What to work on:
The expected result is a word-for-word copy of the entries, minus any pictures.

Saved entries:

===============

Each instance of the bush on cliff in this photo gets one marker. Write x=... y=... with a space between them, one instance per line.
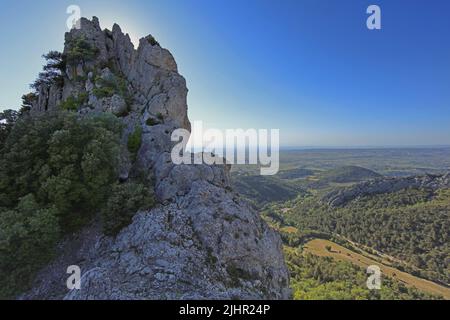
x=56 y=171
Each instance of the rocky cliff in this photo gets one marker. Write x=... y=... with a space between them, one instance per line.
x=341 y=197
x=201 y=241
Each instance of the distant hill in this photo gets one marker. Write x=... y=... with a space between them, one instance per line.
x=295 y=173
x=261 y=190
x=348 y=174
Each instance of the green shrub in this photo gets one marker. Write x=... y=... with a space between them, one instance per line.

===============

Response below:
Each instance of the bush on cliff in this photo gets one marker. Write x=... y=... with a space between them, one instance per line.
x=56 y=171
Each instance of the rocky cliff in this photo gets one marker. Write x=... y=... with a space between them, one instance per line.
x=341 y=197
x=201 y=241
Each instance of the distant hill in this photo gets one marker. Write x=... y=... with a space between them, one instance per line.
x=295 y=173
x=261 y=190
x=348 y=174
Each instance of the green shrub in this photo gets one marker. Write x=... y=... with a space between them, one instance per line.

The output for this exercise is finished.